[PAGE]:

= = = = =

3.2.3 Number density and average size of non-metallic inclusions

Two steel samples were analyzed for non-metallic inclusions number density and average size. As shown in Figure 7(a), the number densities of inclusions in both experiments were quite similar at LF arrival, 13.5 and 15.5 mm−2, respectively. During the refining process, the number density of inclusions in steel with Al2O3–MgO·Al2O3-lining ladle is much lower than in the case of Al2O3-lining ladle. Especially, the former has an inclusion number density of 14.8 mm−2 during LF departure, while the latter is 43.1 mm−2. This suggests that the use of Al2O3–MgO–Al2O3 lining-ladle is beneficial to the cleanliness of the molten steel. During casting, the steel refined with an Al2O3-lining ladle experiences a significant decline in inclusion number density from 43.1 to 14.6 mm−2, as shown in Figure 5(c) and (d). This reduction is attributed to the removal of CaO–Al2O3 inclusions. Conversely, the steel refined with Al2O3–MgO·Al2O3-lining ladle experienced an increase in inclusion density during the casting, rising from 16.8 to 24.6 mm−2.

Figure 7 Number density (a) and average size of non-metallic inclusions (b).
Figure 7

Number density (a) and average size of non-metallic inclusions (b).

Based on analyzing the average inclusion size from both experiments as shown in Figure 7(b), it is observed that at LF arrival, the inclusions in steel have a similar average size from the two experiments, ranging from 2.0 to 2.3 μm. However, as the refining process progressed and reached LF departure, the steel refined with an Al2O3-lining ladle exhibited notably smaller average inclusion sizes compared to the Al2O3–MgO·Al2O3-lining ladle. At the end of electrode heating and LF departure, the average inclusion sizes were 1.35 and 1.56 μm for the Al2O3-lining ladle. This suggests that the use of an Al2O3-lining ladle effectively controlled the growth of inclusions. During the LF departure and casting process, CaO–Al2O3 inclusions are removed from the steel in the Al2O3-lining ladle. However, there are many large-sized MgO–Al2O3 inclusions in the steel, resulting in an increase in the average inclusion size to 2.2 μm. In contrast, the average size of inclusions in the steel refined with an Al2O3–MgO·Al2O3-lining ladle decreased from 1.9 to 1.6 μm during the LF departure and casting stages.

3.3 Number and number ratio of CaS inclusions in steel

The number of CaS inclusions in steel samples from two experiments was counted, as well as its ratio among all inclusions. Only composite inclusions with a CaS greater than 5 wt% were considered. The results are presented in Figure 8. The number of CaS inclusions in the steel was relatively low when the Al2O3-lining ladle was used. The number of CaS inclusions peaked at LF departure at 3.9% of all inclusions.

Figure 8 Number and number ratio of CaS inclusions. (The column shape in the figure represents the total number of CaS inclusions detected on the steel sample when using two types of ladle liners. The red and black spherical markings indicate the proportion of CaS inclusions to all inclusions).
Figure 8

Number and number ratio of CaS inclusions. (The column shape in the figure represents the total number of CaS inclusions detected on the steel sample when using two types of ladle liners. The red and black spherical markings indicate the proportion of CaS inclusions to all inclusions).

= = = = =

[EXTRACTED MATERIAL]:
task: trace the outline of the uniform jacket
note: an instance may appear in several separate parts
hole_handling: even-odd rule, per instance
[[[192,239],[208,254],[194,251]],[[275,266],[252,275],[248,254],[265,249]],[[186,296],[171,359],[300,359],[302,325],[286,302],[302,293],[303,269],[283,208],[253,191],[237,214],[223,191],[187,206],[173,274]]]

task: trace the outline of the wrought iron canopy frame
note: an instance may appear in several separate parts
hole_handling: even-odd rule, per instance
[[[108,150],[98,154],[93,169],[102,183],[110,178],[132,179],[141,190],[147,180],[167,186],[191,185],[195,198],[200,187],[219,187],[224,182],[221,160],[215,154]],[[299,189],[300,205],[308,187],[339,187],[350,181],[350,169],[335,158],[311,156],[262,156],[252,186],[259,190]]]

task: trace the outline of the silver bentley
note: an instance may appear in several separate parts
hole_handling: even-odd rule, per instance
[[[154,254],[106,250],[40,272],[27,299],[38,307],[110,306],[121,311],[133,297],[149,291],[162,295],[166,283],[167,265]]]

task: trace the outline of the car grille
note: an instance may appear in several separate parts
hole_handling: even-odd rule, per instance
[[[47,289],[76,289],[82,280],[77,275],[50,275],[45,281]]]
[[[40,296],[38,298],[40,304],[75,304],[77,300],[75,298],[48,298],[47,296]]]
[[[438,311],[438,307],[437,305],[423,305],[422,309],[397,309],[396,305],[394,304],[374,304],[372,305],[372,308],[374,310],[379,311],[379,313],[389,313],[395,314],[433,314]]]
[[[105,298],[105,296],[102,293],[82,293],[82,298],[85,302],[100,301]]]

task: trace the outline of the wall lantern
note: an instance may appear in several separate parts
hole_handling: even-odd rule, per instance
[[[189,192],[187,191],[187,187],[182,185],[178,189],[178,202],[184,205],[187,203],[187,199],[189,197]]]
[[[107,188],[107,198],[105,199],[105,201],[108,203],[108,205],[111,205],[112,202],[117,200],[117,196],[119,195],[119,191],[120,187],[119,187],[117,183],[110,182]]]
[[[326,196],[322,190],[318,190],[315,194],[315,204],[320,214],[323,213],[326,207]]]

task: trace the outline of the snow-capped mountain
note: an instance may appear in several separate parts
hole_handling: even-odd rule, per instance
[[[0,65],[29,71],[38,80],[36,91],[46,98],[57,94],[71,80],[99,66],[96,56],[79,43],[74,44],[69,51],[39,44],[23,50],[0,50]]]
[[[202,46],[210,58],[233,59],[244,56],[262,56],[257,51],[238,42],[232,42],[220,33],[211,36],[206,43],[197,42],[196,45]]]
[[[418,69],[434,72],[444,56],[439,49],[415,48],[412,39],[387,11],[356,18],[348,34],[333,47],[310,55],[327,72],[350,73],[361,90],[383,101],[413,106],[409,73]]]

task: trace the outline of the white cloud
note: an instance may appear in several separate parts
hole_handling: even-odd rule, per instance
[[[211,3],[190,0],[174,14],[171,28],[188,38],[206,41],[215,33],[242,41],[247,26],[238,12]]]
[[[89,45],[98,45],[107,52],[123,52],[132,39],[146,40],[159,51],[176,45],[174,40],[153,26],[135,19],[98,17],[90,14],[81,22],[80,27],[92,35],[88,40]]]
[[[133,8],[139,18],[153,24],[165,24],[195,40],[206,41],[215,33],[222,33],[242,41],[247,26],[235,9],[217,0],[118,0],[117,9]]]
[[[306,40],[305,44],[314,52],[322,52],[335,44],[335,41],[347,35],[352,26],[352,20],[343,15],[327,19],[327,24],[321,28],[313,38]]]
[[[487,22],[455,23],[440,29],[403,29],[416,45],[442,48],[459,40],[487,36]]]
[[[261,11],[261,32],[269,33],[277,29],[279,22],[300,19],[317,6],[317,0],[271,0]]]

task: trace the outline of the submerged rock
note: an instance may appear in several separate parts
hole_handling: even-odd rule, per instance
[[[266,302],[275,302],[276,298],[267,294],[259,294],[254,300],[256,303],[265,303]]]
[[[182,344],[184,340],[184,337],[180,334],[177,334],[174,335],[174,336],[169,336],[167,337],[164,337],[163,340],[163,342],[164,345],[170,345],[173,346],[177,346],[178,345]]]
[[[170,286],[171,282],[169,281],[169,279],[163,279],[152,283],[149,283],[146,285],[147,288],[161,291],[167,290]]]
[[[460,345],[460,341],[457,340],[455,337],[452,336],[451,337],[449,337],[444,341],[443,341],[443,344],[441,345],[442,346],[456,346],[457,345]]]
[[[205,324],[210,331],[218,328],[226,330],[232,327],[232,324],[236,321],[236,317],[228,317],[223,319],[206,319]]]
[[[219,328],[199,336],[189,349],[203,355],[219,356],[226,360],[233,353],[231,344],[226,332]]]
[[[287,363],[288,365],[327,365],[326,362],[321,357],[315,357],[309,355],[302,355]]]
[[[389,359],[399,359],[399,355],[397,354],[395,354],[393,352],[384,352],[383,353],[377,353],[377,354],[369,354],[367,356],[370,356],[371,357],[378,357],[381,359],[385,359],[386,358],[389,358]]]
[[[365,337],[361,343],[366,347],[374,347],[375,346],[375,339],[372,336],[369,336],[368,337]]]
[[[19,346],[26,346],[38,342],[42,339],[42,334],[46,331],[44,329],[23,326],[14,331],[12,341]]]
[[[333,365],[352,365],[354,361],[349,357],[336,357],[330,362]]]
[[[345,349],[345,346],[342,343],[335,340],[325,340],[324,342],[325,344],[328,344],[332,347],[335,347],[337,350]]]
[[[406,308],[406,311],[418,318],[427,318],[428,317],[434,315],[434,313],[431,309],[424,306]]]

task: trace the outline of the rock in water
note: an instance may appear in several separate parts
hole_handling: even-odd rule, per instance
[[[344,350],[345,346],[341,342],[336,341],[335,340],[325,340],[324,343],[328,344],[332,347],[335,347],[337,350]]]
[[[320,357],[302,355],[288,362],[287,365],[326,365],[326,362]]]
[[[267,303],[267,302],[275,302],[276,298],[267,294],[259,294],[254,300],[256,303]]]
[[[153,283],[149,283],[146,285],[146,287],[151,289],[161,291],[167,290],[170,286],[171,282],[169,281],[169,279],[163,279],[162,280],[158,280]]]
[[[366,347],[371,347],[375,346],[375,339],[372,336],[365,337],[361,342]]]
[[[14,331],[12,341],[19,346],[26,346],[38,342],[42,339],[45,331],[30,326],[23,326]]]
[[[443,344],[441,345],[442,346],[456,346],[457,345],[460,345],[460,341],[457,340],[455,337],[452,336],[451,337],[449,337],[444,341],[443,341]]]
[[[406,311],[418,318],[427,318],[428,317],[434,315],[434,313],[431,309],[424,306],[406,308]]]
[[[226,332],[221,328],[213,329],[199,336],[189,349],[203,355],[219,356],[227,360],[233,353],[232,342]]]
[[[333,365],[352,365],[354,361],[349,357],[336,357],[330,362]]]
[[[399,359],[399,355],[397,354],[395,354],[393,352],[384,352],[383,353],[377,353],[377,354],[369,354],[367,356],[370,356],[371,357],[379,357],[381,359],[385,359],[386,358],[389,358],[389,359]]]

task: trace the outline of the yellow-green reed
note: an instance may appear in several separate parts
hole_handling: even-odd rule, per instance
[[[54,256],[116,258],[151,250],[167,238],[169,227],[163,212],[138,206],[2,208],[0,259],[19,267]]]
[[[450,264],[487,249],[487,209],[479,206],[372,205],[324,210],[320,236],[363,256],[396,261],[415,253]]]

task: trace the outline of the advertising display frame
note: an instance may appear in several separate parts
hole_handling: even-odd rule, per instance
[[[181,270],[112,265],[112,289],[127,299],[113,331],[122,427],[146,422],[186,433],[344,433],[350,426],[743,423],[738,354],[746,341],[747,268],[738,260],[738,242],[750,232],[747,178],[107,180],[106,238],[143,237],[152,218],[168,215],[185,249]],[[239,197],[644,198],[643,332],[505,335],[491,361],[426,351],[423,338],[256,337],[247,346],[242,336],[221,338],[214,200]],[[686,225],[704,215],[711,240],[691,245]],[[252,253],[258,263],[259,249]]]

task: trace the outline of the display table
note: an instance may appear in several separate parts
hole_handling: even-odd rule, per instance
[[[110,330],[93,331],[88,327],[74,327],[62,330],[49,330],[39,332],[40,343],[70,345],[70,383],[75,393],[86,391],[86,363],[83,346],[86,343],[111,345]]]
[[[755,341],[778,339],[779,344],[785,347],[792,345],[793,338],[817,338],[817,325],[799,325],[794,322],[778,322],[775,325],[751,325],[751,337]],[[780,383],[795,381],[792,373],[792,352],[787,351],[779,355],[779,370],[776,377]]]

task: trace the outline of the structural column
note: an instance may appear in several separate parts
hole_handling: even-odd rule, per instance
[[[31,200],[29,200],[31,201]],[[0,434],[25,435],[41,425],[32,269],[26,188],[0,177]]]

= = = = =

[INSTRUCTION A]: In the text on inclusions in steel, what was the inclusion number density at LF departure for steel refined in the Al2O3-lining ladle?
[INSTRUCTION B]: Please carry on the text on inclusions in steel from the point where it stops.

[WRITTEN ANSWER A]: 43.1 mm−2

[WRITTEN ANSWER B]:
Conversely, when using an Al2O3–MgO·Al2O3-lining ladle, the quantity of CaS inclusions at all sampling points is significantly higher. Upon LF arrival, the number of CaS inclusions in the steel sample is 54, accounting for 19.3% of the total. After the end of electrode heating, lime is added to the ladle for slag making, which leads to an increase in the number of CaS inclusions. At this point, the number of CaS is 138, accounting for 19.1% of all inclusions. During LF departure and Tundish casting, the number of CaS in the steel decreases but remains significantly higher than in steel refined with an Al2O3-lining ladle. This indicates that refining Al-killed steel using an Al2O3-lining ladle effectively prevents the formation of CaS inclusions in the steel.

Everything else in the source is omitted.